— START DATA TO PROCESS —

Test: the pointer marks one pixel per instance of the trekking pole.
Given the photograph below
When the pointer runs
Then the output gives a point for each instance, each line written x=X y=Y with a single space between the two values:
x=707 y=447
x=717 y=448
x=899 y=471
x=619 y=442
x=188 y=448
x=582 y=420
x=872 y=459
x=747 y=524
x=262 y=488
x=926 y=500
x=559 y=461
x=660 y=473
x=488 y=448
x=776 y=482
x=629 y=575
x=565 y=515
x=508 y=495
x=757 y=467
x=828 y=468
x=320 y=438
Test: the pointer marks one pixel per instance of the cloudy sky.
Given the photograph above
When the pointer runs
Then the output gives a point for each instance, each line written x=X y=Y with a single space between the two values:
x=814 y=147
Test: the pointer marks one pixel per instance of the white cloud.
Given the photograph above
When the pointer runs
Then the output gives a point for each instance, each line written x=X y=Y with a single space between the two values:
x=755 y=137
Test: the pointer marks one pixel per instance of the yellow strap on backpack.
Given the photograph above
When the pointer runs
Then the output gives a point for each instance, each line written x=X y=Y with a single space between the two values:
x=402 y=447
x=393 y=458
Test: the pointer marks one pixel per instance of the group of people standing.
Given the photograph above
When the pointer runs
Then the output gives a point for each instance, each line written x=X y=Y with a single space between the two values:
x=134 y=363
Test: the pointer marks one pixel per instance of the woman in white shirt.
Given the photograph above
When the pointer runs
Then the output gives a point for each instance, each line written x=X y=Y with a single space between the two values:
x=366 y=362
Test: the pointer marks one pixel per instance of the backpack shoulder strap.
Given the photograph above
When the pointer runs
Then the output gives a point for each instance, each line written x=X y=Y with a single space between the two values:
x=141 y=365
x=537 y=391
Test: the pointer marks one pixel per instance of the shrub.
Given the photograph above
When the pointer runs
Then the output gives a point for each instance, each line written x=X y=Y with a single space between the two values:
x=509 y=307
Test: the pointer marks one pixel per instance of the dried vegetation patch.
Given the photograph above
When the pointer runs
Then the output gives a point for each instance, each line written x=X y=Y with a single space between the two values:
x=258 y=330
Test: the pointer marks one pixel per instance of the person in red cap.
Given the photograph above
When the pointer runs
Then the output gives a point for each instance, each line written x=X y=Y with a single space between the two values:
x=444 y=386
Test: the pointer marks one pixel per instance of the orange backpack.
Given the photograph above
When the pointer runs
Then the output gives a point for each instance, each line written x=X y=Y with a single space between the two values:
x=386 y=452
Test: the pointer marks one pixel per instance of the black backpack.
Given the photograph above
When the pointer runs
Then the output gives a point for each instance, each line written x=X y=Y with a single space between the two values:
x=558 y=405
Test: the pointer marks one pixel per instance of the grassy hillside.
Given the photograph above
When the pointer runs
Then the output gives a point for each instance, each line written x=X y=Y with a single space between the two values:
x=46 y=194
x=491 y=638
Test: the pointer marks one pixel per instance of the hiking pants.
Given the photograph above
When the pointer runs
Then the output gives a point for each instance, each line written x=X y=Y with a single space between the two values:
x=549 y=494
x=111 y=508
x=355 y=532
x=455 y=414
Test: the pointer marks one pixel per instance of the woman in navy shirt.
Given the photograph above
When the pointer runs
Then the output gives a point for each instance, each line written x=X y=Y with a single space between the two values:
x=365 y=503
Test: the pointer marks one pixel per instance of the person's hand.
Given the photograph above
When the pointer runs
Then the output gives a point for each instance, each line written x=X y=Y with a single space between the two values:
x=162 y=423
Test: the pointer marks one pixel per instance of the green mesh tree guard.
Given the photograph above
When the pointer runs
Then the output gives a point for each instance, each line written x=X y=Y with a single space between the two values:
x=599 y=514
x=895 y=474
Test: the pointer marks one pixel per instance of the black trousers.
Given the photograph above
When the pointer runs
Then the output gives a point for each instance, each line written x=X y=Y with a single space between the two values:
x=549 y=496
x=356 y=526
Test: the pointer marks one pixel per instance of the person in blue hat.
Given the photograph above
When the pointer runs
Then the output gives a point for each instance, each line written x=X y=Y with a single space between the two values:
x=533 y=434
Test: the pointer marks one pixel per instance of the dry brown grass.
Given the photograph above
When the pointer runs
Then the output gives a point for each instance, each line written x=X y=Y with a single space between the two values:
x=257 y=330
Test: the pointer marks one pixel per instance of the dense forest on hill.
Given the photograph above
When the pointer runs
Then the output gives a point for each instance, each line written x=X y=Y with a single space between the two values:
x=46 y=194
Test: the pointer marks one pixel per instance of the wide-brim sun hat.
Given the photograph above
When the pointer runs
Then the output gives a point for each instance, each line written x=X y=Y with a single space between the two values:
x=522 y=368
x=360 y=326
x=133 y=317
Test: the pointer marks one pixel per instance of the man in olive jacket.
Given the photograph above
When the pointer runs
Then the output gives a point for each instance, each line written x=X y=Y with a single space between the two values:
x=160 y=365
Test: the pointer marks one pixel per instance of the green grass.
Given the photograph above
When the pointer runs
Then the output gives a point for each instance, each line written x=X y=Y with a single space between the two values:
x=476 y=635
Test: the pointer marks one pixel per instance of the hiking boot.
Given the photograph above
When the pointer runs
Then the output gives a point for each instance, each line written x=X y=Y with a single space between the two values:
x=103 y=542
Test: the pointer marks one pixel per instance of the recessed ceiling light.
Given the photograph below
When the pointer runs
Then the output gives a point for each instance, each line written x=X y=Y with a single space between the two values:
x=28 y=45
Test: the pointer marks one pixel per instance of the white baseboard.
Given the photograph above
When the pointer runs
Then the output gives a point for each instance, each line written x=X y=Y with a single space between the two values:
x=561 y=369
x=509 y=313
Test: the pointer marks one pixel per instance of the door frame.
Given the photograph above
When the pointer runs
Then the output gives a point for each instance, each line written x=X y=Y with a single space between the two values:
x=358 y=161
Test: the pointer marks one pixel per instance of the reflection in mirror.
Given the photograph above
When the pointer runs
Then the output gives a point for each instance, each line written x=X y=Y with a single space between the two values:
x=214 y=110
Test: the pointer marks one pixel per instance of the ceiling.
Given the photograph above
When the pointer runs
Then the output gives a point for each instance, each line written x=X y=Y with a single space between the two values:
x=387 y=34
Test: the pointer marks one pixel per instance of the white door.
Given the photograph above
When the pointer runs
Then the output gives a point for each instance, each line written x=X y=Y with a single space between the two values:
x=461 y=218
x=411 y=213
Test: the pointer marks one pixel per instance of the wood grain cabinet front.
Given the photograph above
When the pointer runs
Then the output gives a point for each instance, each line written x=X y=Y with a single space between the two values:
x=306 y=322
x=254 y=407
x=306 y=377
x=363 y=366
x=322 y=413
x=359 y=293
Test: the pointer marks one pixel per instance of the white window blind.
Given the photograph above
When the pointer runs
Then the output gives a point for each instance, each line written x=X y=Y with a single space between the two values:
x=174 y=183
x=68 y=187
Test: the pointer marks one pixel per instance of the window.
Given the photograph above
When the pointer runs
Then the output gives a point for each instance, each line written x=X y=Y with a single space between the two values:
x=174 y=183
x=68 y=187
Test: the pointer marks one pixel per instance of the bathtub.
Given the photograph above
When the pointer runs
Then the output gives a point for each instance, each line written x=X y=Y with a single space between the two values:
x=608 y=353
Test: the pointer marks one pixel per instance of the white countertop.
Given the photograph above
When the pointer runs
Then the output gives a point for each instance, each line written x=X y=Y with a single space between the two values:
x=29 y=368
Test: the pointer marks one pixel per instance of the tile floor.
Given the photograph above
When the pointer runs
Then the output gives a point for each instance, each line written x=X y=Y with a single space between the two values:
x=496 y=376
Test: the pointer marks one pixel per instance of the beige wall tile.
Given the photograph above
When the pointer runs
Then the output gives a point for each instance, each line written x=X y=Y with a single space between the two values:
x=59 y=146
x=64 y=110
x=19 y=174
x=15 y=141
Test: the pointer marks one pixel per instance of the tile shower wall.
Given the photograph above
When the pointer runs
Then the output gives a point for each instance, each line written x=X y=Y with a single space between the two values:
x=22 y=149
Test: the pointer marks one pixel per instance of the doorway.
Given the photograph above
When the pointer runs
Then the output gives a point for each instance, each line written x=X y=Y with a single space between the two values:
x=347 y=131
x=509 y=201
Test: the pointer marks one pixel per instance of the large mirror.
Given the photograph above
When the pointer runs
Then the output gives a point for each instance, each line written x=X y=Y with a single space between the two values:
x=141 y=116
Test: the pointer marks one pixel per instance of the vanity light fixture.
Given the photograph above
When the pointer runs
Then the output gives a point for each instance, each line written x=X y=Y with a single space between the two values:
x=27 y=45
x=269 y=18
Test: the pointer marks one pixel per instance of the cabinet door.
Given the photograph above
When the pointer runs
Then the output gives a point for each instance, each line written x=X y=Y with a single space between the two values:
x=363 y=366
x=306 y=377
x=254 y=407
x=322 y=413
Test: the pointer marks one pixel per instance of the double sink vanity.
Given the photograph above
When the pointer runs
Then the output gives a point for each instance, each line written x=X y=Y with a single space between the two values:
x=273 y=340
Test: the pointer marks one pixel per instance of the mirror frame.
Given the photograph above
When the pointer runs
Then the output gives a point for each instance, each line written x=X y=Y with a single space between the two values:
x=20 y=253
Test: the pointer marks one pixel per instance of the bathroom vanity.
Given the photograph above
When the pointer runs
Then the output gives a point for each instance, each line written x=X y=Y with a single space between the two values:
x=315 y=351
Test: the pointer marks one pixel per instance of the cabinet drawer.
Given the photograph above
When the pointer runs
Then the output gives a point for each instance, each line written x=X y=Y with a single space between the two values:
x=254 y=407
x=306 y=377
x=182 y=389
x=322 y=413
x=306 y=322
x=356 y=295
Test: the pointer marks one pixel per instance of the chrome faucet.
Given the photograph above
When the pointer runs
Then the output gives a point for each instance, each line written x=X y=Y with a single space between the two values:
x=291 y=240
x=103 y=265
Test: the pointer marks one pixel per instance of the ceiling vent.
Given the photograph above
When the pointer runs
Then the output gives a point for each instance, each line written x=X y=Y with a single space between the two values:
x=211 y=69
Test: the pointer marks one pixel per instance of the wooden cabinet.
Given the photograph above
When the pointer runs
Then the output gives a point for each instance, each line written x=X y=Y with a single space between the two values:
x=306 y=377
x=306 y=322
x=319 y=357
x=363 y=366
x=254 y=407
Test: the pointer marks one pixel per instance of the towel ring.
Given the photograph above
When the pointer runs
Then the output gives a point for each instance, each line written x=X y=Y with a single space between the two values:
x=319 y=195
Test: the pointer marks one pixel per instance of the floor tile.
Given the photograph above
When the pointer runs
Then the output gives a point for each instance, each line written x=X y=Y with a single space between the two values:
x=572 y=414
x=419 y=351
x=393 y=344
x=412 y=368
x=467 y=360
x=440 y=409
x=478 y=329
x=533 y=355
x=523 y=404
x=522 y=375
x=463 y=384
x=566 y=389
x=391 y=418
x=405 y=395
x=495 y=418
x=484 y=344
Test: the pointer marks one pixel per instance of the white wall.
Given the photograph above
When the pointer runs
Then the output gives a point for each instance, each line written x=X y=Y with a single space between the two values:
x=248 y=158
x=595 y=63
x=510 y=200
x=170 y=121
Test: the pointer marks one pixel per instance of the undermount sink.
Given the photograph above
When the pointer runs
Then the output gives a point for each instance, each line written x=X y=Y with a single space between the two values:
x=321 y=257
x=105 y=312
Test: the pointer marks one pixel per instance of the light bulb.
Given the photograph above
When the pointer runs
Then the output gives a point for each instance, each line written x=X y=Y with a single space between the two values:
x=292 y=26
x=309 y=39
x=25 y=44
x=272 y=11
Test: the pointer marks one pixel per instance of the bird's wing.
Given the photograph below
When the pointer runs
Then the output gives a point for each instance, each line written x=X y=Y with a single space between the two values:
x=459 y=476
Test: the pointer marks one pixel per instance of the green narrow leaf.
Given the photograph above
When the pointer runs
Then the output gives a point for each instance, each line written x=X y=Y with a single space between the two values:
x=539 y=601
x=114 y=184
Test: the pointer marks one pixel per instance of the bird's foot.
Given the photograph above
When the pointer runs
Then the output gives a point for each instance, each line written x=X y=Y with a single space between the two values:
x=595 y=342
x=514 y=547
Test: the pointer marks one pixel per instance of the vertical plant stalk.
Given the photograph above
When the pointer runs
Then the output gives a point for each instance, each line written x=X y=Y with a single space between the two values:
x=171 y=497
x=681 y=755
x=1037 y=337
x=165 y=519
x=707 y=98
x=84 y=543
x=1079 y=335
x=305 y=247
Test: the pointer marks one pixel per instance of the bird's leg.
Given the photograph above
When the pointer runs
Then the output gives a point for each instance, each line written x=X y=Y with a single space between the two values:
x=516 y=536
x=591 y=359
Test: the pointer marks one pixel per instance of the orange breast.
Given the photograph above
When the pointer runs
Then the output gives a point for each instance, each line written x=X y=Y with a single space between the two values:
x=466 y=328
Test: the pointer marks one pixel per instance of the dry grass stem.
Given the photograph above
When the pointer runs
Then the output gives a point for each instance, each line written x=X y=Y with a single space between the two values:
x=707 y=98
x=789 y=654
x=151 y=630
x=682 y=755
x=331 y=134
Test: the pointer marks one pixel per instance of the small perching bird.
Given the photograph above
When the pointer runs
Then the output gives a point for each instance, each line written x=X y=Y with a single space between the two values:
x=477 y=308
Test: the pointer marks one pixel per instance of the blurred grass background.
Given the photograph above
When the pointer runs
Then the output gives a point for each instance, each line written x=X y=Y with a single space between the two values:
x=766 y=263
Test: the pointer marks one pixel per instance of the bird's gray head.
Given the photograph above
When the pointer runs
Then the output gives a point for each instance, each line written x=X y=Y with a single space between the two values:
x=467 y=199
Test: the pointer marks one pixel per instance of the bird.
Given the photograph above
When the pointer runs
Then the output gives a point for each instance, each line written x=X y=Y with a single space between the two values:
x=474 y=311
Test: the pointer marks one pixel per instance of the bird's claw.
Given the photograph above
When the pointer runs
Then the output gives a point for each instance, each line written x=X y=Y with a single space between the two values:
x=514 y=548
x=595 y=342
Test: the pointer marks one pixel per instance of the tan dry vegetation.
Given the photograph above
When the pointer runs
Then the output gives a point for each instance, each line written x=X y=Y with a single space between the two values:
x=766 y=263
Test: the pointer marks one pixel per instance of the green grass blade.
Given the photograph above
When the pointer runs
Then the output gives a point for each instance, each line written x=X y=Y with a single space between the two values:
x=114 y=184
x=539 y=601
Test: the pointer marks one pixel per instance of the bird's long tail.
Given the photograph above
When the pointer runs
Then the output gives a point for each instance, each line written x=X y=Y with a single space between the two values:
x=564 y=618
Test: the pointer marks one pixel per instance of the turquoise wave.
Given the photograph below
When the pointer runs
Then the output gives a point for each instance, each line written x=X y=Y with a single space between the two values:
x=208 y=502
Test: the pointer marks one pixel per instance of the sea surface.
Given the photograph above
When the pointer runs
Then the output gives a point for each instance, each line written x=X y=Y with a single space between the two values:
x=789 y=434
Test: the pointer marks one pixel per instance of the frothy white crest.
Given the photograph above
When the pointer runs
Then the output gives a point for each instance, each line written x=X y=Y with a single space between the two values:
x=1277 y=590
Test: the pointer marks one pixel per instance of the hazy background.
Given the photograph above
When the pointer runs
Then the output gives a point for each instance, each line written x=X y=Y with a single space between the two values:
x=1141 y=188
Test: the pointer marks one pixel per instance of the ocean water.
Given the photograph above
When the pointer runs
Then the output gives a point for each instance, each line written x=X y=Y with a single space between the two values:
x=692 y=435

— END DATA TO PROCESS —

PROBLEM STATEMENT:
Put the lines of the items into a numbered list, starting with the very first line and going on through the line with "x=488 y=448". Leave out any blank lines.

RESULT:
1. Test: the pointer marks one pixel per instance of the trekking pole.
2. Given the photograph below
3. When the pointer runs
4. Then the output gives a point for each instance, each line written x=X y=Y with a single space between the two values:
5. x=707 y=447
6. x=717 y=448
7. x=899 y=471
8. x=619 y=442
9. x=188 y=448
10. x=582 y=420
11. x=872 y=459
12. x=747 y=524
13. x=262 y=488
14. x=926 y=500
15. x=559 y=461
16. x=660 y=473
17. x=488 y=448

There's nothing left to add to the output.